═══ VORGEGEBENER TEXT ═══

Niemand ist im oder am Schloss. Nachdem sich die Enten wieder beruhigt haben, verdrücke ich ganz allein in der Stille Elsums ein paar Tränen des Glücks. Auf der Holzbank im sonnigen Hof lege ich erst einmal die Beine hoch und sage Dank für das Gelingen meiner Reise. Mehr als ich erwarten durfte, ist in Erfüllung gegangen. Dass nicht alles ohne Schwierigkeiten verläuft auf solch einer Reise, ist ein Glück. So eine Riesentour kann nicht reibungslos verlaufen. Gerade in den Reibungen liegt oft ein zusätzlicher Reiz.
Wie viele glückliche Zufälle und Umstände habe ich genießen können! Allein schon dieser Jahrhundert-Sommer auf dem Baltikum!  Dreieinhalb Wochen nur Sonnenschein! All die sonnigen Strandtage, die vielen langgezogenen Sandstrände und herrlich gelegenen Zeltplätze an der Küste und auf der einmaligen Kurischen Nehrung.

═══ ANGEZEIGTE DATEN ═══

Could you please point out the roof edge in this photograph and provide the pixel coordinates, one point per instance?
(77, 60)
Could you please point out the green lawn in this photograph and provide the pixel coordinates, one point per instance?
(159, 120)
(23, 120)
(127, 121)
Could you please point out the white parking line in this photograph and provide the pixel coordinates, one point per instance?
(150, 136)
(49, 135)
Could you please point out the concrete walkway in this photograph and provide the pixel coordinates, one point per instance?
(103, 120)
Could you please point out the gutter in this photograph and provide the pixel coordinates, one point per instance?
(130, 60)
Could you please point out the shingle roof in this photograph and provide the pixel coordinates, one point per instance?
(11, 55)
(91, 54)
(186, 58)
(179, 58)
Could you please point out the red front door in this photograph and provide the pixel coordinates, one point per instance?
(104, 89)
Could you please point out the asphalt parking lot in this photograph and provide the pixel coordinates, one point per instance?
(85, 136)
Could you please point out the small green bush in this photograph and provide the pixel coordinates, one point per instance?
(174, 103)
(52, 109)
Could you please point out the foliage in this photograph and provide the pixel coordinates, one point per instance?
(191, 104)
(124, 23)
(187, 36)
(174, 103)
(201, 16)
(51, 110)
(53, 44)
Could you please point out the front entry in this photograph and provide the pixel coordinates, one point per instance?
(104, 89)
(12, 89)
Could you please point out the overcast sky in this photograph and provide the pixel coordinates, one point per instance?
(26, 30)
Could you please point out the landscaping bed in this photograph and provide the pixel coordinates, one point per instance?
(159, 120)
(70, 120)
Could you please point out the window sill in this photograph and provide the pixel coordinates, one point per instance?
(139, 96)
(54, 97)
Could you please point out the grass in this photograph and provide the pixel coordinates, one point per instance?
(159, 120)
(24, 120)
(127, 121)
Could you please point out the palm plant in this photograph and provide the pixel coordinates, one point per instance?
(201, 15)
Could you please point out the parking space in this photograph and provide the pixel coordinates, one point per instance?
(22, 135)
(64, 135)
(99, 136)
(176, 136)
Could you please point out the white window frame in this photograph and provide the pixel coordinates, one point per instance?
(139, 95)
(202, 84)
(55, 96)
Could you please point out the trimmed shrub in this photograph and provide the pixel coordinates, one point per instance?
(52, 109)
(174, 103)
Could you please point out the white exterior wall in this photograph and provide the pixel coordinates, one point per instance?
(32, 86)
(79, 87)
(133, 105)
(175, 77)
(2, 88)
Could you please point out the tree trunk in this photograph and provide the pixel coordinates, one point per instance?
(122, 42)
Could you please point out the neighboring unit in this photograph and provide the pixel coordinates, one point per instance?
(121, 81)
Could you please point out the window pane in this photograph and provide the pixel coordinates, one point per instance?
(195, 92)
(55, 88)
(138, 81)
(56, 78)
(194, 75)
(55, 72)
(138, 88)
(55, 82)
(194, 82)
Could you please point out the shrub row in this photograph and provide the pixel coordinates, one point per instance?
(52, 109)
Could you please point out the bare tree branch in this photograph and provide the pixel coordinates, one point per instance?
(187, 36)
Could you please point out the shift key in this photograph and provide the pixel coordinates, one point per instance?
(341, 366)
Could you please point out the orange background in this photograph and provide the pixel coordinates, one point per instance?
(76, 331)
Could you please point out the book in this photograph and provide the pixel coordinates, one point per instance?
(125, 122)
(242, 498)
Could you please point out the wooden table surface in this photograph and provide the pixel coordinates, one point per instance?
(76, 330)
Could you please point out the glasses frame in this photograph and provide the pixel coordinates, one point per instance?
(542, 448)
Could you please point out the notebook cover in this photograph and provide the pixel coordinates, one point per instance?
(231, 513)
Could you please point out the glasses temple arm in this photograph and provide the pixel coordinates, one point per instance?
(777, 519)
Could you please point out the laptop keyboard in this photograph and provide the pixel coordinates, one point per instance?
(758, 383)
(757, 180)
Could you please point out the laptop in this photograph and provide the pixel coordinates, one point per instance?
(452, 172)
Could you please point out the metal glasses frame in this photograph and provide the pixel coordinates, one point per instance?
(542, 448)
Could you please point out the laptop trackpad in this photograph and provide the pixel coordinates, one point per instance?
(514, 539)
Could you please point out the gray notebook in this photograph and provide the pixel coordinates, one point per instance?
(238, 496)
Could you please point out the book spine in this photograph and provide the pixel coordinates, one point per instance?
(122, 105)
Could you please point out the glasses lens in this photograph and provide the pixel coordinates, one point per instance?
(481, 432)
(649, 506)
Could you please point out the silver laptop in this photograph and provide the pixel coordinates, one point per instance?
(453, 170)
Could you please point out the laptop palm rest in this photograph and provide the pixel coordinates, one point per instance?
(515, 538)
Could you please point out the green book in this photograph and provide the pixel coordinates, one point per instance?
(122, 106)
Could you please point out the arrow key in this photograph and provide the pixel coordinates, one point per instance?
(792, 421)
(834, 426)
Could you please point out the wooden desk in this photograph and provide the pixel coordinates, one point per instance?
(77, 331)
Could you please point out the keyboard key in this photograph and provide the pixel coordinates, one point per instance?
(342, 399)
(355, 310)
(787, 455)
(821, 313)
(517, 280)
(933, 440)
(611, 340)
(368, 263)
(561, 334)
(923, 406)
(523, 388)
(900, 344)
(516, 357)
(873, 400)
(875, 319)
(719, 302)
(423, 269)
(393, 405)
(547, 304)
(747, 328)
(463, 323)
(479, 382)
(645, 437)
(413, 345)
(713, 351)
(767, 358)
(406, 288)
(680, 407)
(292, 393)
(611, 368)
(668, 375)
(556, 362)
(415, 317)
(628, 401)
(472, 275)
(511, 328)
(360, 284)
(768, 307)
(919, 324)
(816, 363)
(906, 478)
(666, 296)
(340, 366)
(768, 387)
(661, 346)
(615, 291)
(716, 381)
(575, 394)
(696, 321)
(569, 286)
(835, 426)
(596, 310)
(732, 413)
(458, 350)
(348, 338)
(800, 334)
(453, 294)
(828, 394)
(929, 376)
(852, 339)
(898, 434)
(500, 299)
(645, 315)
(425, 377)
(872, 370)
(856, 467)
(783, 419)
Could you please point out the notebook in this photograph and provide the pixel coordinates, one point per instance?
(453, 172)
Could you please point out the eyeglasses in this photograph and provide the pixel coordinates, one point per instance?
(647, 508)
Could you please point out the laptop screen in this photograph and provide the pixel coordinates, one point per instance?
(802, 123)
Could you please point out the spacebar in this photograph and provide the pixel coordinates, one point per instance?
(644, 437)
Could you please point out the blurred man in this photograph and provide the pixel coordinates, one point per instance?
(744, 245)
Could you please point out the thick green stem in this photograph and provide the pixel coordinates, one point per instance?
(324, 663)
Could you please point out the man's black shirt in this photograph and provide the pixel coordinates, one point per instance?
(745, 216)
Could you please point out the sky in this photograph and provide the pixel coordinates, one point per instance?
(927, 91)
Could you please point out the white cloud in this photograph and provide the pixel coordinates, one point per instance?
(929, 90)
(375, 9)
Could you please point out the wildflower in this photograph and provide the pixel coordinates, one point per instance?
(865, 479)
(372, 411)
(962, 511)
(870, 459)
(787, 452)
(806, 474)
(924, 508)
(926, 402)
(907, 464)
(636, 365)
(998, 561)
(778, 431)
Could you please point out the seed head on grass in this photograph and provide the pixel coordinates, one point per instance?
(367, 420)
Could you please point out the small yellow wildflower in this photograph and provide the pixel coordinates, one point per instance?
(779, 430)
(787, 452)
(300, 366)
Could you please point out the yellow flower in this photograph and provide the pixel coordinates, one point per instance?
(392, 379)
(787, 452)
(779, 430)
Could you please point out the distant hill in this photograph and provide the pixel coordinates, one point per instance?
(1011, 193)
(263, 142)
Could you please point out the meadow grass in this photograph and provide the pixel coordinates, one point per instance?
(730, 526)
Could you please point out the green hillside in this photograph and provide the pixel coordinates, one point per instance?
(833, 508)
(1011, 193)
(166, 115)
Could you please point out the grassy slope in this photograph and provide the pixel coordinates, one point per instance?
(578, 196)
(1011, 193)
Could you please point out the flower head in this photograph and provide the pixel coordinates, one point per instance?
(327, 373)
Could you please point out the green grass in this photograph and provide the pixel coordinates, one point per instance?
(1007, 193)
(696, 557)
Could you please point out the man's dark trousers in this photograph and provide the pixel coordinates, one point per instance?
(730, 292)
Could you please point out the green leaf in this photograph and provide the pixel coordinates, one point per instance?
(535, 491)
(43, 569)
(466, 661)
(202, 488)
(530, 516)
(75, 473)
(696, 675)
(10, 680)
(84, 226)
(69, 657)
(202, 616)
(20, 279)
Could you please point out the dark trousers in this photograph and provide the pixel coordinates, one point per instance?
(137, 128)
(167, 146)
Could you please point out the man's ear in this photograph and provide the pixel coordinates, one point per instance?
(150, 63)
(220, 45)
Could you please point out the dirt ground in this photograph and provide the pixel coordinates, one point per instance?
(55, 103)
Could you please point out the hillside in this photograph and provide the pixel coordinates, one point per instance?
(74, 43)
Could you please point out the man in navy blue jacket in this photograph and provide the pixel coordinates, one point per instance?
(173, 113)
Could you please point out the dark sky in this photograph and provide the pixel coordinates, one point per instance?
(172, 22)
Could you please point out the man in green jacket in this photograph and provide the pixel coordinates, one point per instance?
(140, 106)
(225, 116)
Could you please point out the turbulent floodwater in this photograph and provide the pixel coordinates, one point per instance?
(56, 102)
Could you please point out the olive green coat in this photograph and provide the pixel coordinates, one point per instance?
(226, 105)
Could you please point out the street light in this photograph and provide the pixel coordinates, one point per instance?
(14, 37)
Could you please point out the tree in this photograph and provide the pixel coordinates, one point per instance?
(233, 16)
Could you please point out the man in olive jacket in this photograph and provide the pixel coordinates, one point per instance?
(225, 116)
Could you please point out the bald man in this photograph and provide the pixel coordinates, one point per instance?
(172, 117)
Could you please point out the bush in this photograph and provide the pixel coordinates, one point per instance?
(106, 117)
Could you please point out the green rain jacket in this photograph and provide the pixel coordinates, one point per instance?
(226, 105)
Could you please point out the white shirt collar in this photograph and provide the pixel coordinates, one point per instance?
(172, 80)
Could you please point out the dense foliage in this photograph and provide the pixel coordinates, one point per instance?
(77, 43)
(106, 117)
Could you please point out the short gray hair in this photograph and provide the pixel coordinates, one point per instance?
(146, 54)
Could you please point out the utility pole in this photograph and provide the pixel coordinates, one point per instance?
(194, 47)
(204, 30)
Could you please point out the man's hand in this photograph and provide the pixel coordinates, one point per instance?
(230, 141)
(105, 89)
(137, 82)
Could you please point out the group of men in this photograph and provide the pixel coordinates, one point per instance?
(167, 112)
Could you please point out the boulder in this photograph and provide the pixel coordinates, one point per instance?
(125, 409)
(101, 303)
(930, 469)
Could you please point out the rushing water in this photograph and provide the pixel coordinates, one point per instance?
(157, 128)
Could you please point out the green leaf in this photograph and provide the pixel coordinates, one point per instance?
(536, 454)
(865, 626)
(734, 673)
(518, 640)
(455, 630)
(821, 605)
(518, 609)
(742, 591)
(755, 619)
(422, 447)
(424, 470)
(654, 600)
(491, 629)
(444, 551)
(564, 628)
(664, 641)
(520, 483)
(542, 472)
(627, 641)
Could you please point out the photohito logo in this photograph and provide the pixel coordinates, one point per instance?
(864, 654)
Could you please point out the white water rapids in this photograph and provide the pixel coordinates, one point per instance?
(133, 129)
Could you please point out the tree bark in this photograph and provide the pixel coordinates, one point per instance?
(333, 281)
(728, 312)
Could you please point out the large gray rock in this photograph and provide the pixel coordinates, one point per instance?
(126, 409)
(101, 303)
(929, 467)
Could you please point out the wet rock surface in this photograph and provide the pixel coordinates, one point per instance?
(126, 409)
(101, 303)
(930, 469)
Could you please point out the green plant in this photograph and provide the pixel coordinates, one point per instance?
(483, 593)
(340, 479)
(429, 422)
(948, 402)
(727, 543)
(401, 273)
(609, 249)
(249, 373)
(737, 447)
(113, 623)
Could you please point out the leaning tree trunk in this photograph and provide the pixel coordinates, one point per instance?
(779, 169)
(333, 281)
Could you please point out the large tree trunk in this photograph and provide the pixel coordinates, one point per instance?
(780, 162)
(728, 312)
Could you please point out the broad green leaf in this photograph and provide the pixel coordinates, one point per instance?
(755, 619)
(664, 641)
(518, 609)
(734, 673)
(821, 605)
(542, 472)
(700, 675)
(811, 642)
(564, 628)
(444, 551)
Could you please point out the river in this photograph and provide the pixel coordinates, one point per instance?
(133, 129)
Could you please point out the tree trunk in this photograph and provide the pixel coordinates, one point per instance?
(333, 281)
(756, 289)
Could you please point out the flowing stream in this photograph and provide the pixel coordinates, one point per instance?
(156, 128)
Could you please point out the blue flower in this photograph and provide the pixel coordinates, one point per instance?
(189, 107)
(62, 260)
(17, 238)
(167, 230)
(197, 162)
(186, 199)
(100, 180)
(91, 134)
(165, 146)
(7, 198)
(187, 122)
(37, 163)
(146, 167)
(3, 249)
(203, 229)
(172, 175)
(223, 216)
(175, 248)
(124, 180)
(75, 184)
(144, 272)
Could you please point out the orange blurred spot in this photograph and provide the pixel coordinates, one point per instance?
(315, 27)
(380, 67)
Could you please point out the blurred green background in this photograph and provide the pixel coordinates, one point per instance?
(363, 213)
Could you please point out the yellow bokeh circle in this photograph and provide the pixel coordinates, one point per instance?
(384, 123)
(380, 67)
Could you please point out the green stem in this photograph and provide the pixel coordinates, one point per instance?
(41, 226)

═══

### AUFGABEN
[A] Schreiben Sie einen Abschnitt des Reiseberichts genau ab. Beginnen Sie bei den Worten „Wie viele glückliche“ und hören Sie nach den Worten „der einmaligen Kurischen Nehrung.“ auf.
[B] Setzen Sie den Reisebericht im Anschluss an seinen letzten Satz fort.

### ERWARTETE ERGEBNISSE
[A]
Wie viele glückliche Zufälle und Umstände habe ich genießen können! Allein schon dieser Jahrhundert-Sommer auf dem Baltikum!  Dreieinhalb Wochen nur Sonnenschein! All die sonnigen Strandtage, die vielen langgezogenen Sandstrände und herrlich gelegenen Zeltplätze an der Küste und auf der einmaligen Kurischen Nehrung.

[B]
Welch unterschiedliche Unterkünfte ich fand: die tolle Pension in Kaliningrad, das zentral gelegene und komfortabel ausgestattete Hostel in Petersburg, das schöne Hotel in Helsinki, das bezaubernde „Wind-Paradies“ in Pavilosta . Alle mehr oder weniger zufällig gefunden, wenn auch mit Hilfe des Internets, des Garmin oder des „lonely planet“.
Die großen Städte: das lebendig-liebenswerte Danzig;  Kaliningrad – auf dem Weg in die Offenheit; das „hippe“ Riga, mit den vielen jungen Menschen; Tallin mit dem nahen Hafen und seiner kompletten Altstadt; Sankt Petersburg – die Perle der Ostsee! Welch eine Pracht, welch eine Vielschichtigkeit, welch eine Aufgabe, zu erhalten, was schön ist und zu verbessern, was im Argen liegt; Helsinki – lauter Inseln, überall  Meer und voller nordischem Design. Malmö und die moderne Architektur, Kopenhagen mit den hunderttausend Fahrrädern.
Die großen Dome, die bescheidenen Kirchlein. Die vielen Inseln – bäuerlich ursprünglich oder schon touristisch erschlossen. Ob Felder und Weiden oder Wälder und Heide – immer ländlich schön und erholsam in fast überall noch gesunder Natur.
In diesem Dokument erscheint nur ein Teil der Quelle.